** Opening Available records block **
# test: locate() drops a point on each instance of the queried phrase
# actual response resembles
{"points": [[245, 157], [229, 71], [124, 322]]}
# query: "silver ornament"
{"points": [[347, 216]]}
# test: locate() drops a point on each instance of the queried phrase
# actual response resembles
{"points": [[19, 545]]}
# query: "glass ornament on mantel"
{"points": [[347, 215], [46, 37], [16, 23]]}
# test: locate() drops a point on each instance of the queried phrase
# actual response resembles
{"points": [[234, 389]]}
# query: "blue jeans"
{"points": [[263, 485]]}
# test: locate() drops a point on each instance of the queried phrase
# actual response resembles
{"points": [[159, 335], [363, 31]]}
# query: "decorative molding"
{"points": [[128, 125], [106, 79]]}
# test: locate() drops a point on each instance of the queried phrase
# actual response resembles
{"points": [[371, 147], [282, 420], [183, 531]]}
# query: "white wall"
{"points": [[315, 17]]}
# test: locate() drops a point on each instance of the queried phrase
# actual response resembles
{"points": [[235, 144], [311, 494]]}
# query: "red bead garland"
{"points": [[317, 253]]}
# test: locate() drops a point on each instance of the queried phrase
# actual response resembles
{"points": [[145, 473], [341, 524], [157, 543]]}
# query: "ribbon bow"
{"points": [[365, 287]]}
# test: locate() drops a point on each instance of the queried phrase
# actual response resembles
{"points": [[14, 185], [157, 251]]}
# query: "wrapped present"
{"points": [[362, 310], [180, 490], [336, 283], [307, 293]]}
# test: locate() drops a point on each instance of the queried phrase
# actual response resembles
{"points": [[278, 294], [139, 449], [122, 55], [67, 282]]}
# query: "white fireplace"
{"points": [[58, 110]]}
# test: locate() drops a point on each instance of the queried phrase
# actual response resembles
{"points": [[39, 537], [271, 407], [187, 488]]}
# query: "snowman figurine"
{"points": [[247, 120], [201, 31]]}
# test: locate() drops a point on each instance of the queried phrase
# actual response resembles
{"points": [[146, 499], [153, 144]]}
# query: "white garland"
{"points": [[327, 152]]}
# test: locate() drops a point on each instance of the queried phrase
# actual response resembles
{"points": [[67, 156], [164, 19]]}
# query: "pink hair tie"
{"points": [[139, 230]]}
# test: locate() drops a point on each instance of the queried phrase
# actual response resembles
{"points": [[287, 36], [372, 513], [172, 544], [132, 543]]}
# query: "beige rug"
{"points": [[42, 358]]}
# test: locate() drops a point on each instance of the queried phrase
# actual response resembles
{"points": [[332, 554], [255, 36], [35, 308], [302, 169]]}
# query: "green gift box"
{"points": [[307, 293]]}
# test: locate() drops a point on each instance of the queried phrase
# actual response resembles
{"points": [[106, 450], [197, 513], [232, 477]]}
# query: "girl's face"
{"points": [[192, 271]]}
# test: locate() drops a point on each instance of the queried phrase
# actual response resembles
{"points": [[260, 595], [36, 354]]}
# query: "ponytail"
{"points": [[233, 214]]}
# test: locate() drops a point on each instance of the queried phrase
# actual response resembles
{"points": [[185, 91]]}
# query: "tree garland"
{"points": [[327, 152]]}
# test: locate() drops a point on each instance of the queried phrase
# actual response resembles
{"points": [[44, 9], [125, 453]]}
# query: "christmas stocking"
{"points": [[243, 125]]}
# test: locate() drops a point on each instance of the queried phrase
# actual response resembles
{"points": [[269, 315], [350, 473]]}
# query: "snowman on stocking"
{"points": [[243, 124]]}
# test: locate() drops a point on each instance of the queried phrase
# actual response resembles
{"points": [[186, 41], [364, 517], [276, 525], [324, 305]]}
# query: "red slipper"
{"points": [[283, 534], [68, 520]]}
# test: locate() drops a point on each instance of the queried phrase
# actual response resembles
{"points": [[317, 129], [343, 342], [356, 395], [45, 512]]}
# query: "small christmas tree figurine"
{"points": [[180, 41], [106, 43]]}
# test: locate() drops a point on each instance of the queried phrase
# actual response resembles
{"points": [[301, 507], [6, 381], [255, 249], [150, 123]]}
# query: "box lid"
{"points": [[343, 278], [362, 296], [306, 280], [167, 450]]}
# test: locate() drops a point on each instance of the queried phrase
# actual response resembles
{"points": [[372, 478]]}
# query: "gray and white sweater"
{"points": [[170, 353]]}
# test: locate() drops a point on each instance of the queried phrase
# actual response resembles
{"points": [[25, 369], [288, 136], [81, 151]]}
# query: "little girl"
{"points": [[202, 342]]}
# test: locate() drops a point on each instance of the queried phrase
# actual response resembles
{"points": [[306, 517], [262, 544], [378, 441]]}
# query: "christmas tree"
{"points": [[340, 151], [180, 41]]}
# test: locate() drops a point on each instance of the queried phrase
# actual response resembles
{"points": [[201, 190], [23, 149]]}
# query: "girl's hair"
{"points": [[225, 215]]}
** Closing Available records block **
What's needed is an exact copy of every entry.

Finished task:
# test: locate() drops a point on each instance of the queried phrase
# actual response resembles
{"points": [[245, 157], [229, 71], [124, 322]]}
# query: "silver ornament"
{"points": [[347, 216]]}
# test: locate() drops a point on each instance of the queried phrase
# actual response resembles
{"points": [[19, 545]]}
# query: "glass ornament on mantel"
{"points": [[347, 215], [46, 37], [16, 23]]}
# test: locate() drops a point on each instance of the queried phrase
# actual response resembles
{"points": [[234, 389]]}
# query: "blue jeans"
{"points": [[263, 485]]}
# test: locate() drops a point on each instance of the queried phrase
# actual response resembles
{"points": [[159, 335], [363, 31]]}
# query: "decorative molding"
{"points": [[128, 125], [106, 79]]}
# test: locate() drops a point on each instance of the queried phrase
# actual response resembles
{"points": [[371, 147], [282, 420], [183, 531]]}
# query: "white wall"
{"points": [[315, 17]]}
# test: locate() drops a point on each instance of the queried phrase
# actual response resembles
{"points": [[235, 144], [311, 494]]}
# query: "red bead garland"
{"points": [[317, 253]]}
# test: locate() drops a point on each instance of the queried phrase
# actual response resembles
{"points": [[145, 473], [341, 524], [157, 543]]}
# query: "ribbon bow"
{"points": [[365, 287]]}
# test: locate() drops a point on each instance of the queried phrase
# actual response resembles
{"points": [[14, 185], [157, 251]]}
# query: "wrapped present"
{"points": [[362, 310], [180, 490], [336, 283], [307, 293]]}
# test: locate() drops a point on each instance of the queried phrase
# actual response resembles
{"points": [[278, 294], [139, 449], [122, 55], [67, 282]]}
# query: "white fireplace"
{"points": [[58, 110]]}
# test: locate() drops a point on each instance of the queried phrase
# actual response resembles
{"points": [[39, 537], [271, 407], [187, 488]]}
# query: "snowman figurine"
{"points": [[247, 120], [201, 31]]}
# test: locate() drops a point on each instance of the queried phrase
# actual response resembles
{"points": [[146, 499], [153, 144]]}
# query: "white garland"
{"points": [[327, 152]]}
# test: locate() drops a point on each instance of the queried phrase
# actual response resembles
{"points": [[67, 156], [164, 19]]}
# query: "pink hair tie"
{"points": [[139, 230]]}
# test: locate() drops a point on each instance of the queried phrase
# actual response resembles
{"points": [[287, 36], [372, 513], [172, 544], [132, 543]]}
# query: "beige rug"
{"points": [[42, 358]]}
# test: locate() drops a point on each instance of the queried phrase
# actual response resembles
{"points": [[332, 554], [255, 36], [35, 308], [302, 169]]}
# query: "green gift box"
{"points": [[307, 293]]}
# test: locate() drops a point on each instance of the queried phrase
# actual response resembles
{"points": [[106, 450], [197, 513], [232, 477]]}
# query: "girl's face"
{"points": [[192, 271]]}
# test: locate() drops a point on each instance of the queried phrase
# actual response resembles
{"points": [[260, 595], [36, 354]]}
# query: "ponytail"
{"points": [[233, 214]]}
# test: locate() drops a point on each instance of the queried phrase
# actual response resembles
{"points": [[185, 91]]}
# query: "tree garland"
{"points": [[327, 152]]}
# test: locate() drops a point on each instance of the queried phrase
# actual response resembles
{"points": [[44, 9], [125, 453]]}
# query: "christmas stocking"
{"points": [[243, 125]]}
# test: locate() drops a point on each instance of the queried phrase
# actual response resembles
{"points": [[269, 315], [350, 473]]}
# query: "snowman on stocking"
{"points": [[243, 124]]}
# test: locate() drops a point on each instance of the queried phrase
# actual response resembles
{"points": [[186, 41], [364, 517], [276, 525], [324, 305]]}
# query: "red slipper"
{"points": [[283, 534], [68, 520]]}
# test: locate() drops a point on each instance of the queried phrase
# actual response resembles
{"points": [[317, 129], [343, 342], [356, 395], [45, 512]]}
# query: "small christmas tree figurine"
{"points": [[180, 41], [106, 43]]}
# test: locate() drops a point on each instance of the queried phrase
# actual response resembles
{"points": [[301, 507], [6, 381], [255, 249], [150, 123]]}
# query: "box lid"
{"points": [[343, 278], [362, 296], [306, 280], [167, 450]]}
# test: locate() drops a point on each instance of the queried phrase
# actual response resembles
{"points": [[372, 478]]}
# query: "gray and white sweater"
{"points": [[170, 353]]}
# test: locate() drops a point on each instance of the queried phrase
# actual response resembles
{"points": [[25, 369], [288, 136], [81, 151]]}
# query: "little girl"
{"points": [[202, 342]]}
# test: locate() drops a point on each instance of the queried phrase
# actual response resembles
{"points": [[306, 517], [262, 544], [378, 441]]}
# query: "christmas tree"
{"points": [[340, 151], [180, 41]]}
# test: locate() drops a point on each instance of the queried phrase
# actual response resembles
{"points": [[201, 190], [23, 149]]}
# query: "girl's hair"
{"points": [[225, 215]]}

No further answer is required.